> [What you should do] Reproduce every one of the following entries verbatim, preserving each line as given.

[begin Material]

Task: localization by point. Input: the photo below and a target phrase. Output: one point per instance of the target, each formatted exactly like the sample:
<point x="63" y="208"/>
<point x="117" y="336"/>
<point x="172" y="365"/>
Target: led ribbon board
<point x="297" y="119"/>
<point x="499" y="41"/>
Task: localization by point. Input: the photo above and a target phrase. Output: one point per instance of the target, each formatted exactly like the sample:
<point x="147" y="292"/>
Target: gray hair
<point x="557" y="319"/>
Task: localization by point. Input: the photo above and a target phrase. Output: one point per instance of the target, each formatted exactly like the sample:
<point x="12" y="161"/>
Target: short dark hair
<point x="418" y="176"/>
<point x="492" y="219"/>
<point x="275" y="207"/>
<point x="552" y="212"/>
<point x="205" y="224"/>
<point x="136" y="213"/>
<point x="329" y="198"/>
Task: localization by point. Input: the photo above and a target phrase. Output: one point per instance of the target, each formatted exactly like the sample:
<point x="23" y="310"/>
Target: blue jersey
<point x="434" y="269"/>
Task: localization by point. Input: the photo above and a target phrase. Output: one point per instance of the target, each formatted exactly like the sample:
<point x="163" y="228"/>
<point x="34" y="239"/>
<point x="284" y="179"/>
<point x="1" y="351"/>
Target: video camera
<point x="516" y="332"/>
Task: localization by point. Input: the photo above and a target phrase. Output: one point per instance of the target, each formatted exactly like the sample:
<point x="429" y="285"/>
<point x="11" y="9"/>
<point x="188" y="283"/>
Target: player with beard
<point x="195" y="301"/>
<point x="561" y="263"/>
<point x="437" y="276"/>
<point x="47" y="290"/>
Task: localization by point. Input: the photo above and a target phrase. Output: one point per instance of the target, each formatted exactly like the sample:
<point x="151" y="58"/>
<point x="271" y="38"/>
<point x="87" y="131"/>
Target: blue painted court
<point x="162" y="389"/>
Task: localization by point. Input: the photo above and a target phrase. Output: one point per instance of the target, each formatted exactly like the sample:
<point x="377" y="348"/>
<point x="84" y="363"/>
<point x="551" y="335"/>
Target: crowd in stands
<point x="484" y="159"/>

[end Material]

> [Finished exercise]
Task: localization by point. Input: the photo below and a target phrase. Output: one point per instance of the target, each formatted exactly like the sample:
<point x="63" y="208"/>
<point x="117" y="336"/>
<point x="172" y="365"/>
Target: led ribbon board
<point x="297" y="119"/>
<point x="499" y="41"/>
Task: localization by point. Input: the photo above and a target phrase. Output: one point per instance of the target, each formatted exactly like the sample:
<point x="147" y="292"/>
Target: gray hair
<point x="557" y="319"/>
Task: localization by point. Input: the photo above and a target phrase. Output: one point per instance of the target, each formatted exactly like the sample:
<point x="12" y="161"/>
Target: short dark hair
<point x="418" y="176"/>
<point x="492" y="219"/>
<point x="275" y="207"/>
<point x="552" y="212"/>
<point x="205" y="224"/>
<point x="136" y="213"/>
<point x="329" y="198"/>
Task: localization by point. Input: the photo above and a target phrase. Output: one point per instance of the target, each formatted exactly like the sample:
<point x="23" y="310"/>
Target: blue jersey
<point x="434" y="269"/>
Task: localization by point. Input: the photo above and a target phrase. Output: one point per instance of the target, each formatted exactly like the sample:
<point x="163" y="228"/>
<point x="34" y="239"/>
<point x="284" y="179"/>
<point x="1" y="351"/>
Target: video camera
<point x="516" y="332"/>
Task: localization by point. Input: the photo above and a target phrase. Output: one point per instance of the target, each formatted exactly like the sample:
<point x="429" y="285"/>
<point x="11" y="9"/>
<point x="188" y="283"/>
Target: player with beard
<point x="195" y="301"/>
<point x="561" y="263"/>
<point x="437" y="276"/>
<point x="47" y="290"/>
Task: localization by point. Input: the photo above and a target phrase. Output: one point per instance of the target, each formatted exactly like the sample:
<point x="151" y="58"/>
<point x="271" y="38"/>
<point x="87" y="131"/>
Target: blue painted court
<point x="162" y="389"/>
Task: localization by point. Input: the photo above and a target phrase. Output: one point per instance of the target, each formatted exactly like the sample:
<point x="377" y="348"/>
<point x="84" y="363"/>
<point x="551" y="335"/>
Target: crowd in stands
<point x="484" y="159"/>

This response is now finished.